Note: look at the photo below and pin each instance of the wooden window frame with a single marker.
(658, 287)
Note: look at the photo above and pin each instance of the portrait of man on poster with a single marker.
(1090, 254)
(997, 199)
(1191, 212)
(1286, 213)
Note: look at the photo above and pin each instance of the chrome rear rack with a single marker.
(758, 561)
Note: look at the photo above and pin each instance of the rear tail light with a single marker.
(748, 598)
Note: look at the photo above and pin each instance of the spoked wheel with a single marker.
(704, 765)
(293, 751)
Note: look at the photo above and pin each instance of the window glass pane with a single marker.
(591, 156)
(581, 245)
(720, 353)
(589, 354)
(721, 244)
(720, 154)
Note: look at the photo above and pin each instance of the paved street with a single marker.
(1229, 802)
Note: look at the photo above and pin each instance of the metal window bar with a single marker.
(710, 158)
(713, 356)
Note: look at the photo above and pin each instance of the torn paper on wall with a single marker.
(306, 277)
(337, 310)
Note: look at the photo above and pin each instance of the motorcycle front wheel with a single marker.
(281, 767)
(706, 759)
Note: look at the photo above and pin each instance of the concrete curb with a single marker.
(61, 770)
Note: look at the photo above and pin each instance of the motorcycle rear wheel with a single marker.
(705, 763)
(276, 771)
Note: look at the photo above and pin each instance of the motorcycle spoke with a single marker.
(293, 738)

-*-

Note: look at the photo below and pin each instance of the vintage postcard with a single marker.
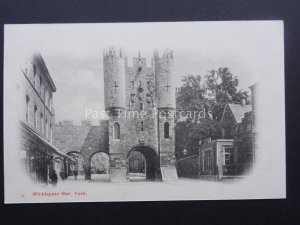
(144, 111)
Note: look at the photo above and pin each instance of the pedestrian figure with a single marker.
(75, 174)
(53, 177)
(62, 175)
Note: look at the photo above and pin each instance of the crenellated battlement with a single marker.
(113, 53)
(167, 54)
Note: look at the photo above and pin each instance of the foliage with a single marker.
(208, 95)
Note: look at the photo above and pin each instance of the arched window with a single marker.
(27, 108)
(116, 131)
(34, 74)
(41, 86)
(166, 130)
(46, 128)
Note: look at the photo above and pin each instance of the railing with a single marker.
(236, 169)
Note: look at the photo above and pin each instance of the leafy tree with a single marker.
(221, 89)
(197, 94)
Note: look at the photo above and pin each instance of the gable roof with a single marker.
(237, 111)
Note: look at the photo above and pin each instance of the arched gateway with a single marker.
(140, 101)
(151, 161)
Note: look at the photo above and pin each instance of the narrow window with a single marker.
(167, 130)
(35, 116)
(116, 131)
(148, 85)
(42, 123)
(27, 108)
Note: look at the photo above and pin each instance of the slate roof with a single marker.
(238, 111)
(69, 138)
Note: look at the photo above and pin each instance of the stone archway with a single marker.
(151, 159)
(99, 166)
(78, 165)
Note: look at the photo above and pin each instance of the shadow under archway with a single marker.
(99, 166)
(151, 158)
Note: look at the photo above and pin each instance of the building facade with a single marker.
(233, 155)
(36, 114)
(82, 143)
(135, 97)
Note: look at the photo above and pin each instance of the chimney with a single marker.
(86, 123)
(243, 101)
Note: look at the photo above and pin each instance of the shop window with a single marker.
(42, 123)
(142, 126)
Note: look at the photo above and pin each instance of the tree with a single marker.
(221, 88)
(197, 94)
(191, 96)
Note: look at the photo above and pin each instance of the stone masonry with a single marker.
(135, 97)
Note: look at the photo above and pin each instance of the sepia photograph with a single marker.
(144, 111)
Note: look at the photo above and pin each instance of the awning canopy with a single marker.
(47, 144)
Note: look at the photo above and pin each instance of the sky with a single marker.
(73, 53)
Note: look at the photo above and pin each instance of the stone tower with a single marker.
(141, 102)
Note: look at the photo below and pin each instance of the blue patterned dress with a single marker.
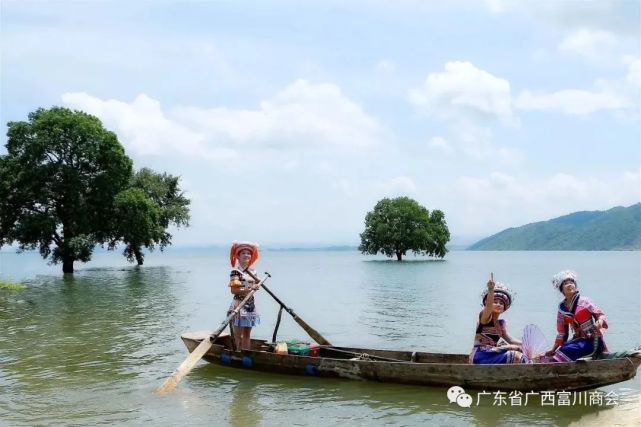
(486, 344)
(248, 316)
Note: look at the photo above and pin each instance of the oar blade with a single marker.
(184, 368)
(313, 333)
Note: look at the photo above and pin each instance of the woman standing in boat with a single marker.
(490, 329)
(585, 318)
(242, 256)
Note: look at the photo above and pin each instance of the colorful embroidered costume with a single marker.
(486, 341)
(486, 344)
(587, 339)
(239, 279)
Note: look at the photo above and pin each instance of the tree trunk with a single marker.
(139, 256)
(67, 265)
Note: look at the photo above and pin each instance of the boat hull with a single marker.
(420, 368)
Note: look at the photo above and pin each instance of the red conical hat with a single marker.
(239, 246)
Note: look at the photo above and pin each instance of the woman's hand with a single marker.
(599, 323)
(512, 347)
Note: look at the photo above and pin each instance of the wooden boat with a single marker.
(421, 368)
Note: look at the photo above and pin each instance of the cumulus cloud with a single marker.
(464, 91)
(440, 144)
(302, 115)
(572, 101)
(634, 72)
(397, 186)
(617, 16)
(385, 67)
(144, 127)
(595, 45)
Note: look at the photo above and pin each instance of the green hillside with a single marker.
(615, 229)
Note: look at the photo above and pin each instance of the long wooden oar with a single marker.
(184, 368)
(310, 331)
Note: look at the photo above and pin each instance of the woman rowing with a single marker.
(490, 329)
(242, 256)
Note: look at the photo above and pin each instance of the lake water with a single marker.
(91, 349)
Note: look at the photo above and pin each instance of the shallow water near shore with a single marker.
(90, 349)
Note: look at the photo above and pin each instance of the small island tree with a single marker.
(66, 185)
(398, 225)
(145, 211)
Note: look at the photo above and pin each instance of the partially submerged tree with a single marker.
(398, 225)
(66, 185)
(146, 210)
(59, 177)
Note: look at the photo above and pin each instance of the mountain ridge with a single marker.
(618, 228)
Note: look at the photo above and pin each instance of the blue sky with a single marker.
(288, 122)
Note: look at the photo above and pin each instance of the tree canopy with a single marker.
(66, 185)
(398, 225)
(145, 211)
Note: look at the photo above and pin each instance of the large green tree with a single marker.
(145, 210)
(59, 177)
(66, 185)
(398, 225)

-*-

* CHALLENGE *
Show every line in the rows above that contains the word "rear". Case counts.

* WORKED SOLUTION *
Note: look at the photo above and pin each instance of the chrome rear rack with a single marker.
Note: look at the photo above and pin each instance of the rear tail light with a single marker.
Note: look at the photo above and pin each instance of the motorcycle rear wheel with a single marker.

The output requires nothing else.